## EXERCISE TEXT
⁂
June 29, 2015 / 4:43 PM / in 2 years

Rights group doubts captured Russian soldier had quit army

MOSCOW (Reuters) - A soldiers’ rights group cast doubt on Monday on denials by military prosecutors in Moscow that a Russian serviceman was on active duty when captured fighting in Ukraine.

A man, according to Ukraine's state security service (SBU) named Alexander Alexandrov who is one of two Russian servicemen recently detained by Ukrainian forces, speaks during an interview with Reuters at a hospital in Kiev, Ukraine, May 28, 2015. REUTERS/Valentyn Ogirenko

The Kremlin and Russia’s military say Alexander Alexandrov, captured with a colleague on May 16, had quit Russia’s military before going to east Ukraine to fight alongside pro-Russian separatists..

Alexandrov denies he had resigned his commission and the Union of Soldiers’ Mothers’ Committees, to whom he has turned for help, says Russian military prosecutors provided no proof he had quit when it requested more information on the case.

“It’s not that easy to quit the army if you have a contract,” Valentina Melnikova, who heads the group, told Reuters by telephone and quoted the response about Alexandrov.
⁂
## EXCERPTED DATA
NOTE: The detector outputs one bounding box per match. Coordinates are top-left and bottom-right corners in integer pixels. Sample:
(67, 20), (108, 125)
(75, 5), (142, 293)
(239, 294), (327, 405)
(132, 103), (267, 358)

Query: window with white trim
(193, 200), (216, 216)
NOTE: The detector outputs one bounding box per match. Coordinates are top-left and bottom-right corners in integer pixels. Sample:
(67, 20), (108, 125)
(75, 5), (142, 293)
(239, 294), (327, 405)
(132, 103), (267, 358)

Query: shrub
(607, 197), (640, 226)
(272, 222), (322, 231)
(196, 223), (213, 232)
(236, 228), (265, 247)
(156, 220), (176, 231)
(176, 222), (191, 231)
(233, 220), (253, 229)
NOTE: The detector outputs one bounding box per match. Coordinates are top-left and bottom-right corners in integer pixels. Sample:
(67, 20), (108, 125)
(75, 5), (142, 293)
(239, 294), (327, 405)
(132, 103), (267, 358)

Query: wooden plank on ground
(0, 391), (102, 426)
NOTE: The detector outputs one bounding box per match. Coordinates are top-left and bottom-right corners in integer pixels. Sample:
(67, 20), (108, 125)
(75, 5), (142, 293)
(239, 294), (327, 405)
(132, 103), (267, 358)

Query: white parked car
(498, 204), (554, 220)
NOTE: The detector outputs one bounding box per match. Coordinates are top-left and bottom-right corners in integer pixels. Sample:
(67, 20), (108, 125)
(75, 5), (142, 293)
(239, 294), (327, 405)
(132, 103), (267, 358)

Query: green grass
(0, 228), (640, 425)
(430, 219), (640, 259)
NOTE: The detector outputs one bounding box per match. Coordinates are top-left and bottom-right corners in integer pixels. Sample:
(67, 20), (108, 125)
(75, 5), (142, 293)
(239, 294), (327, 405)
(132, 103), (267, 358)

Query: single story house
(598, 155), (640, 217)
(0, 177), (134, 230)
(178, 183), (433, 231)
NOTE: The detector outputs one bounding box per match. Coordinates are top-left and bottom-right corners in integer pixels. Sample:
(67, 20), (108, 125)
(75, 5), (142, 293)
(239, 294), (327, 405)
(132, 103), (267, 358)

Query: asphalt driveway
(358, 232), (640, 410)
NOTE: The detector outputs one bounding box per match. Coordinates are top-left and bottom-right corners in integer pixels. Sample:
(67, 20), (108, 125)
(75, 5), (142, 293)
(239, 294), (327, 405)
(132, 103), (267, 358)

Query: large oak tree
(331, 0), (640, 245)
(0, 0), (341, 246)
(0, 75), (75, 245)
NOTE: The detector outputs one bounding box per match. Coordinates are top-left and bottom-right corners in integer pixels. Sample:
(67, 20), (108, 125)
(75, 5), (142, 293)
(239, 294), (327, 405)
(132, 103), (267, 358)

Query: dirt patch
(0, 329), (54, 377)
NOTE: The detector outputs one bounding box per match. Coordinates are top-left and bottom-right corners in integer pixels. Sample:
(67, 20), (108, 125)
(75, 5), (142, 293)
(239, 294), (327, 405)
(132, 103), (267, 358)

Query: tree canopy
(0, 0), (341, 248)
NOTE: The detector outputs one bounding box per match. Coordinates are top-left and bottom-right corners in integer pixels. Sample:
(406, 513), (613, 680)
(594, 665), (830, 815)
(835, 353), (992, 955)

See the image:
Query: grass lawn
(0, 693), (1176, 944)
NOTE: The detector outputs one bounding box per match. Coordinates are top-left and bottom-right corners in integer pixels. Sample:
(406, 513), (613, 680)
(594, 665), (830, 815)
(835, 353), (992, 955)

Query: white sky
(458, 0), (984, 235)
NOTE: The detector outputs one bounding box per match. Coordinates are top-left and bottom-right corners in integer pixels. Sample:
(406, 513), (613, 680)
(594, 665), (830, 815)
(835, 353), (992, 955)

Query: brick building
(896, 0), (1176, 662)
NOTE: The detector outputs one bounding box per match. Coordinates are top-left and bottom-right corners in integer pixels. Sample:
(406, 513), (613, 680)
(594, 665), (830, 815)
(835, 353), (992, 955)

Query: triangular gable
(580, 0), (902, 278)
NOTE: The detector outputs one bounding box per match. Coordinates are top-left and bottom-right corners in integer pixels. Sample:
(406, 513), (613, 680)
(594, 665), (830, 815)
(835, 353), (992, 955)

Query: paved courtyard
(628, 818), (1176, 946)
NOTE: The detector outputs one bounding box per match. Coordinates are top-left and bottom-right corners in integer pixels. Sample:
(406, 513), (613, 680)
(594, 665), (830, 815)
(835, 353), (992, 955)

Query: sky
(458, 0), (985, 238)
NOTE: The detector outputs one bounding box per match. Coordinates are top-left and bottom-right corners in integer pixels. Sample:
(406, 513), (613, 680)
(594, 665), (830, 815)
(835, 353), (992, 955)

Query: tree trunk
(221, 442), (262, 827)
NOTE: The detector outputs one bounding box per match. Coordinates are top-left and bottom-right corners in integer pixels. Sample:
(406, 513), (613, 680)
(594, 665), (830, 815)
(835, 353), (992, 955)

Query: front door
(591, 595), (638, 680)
⁂
## TASKS
**A.** In the Reuters report on the captured Russian soldier, who heads the Union of Soldiers' Mothers' Committees?
**B.** Extend the report on the captured Russian soldier, starting after its final paragraph.

## RESPONSES IN ORDER
**A.** Valentina Melnikova

**B.**
“The events related to his departure from the Russian Federation and his stay on the territory of Ukraine took place after his resignation and were not related to his military service.”

Alexandrov, whose leg was shattered in the fighting, is being treated in a Kiev military hospital along with Captain Yevgeny Yerofeyev, another Russian captured during the same battle.

Russia denies accusations by Western governments and Kiev that it has sent troops and weapons to separatists in eastern Ukraine in a conflict in which about 6,400 people have been killed since April 2014.

Echoing statements by the Kremlin, Russia’s military has said Alexandrov resigned from his special services unit before going to Ukraine. His wife also said this but Alexandrov has said she did so under pressure and his mother told Reuters last week he had said nothing to her about resigning.

The Russian Chief Military Prosecutor’s office, contacted by telephone, said it was unable to comment immediately to Reuters.

Melnikova, who has defended soldiers’ rights since Russia’s 1994-96 war against Chechen separatists, said the response received from the military prosecutors looked weak.

“The response is insulting for us. The Chief Military Prosecutor’s office has never sent us such empty responses before,” she added.

Melnikova said she would now apply to the Chief Military Prosecutor personally to complain that the authorities had given no details to show they had looked into the case properly.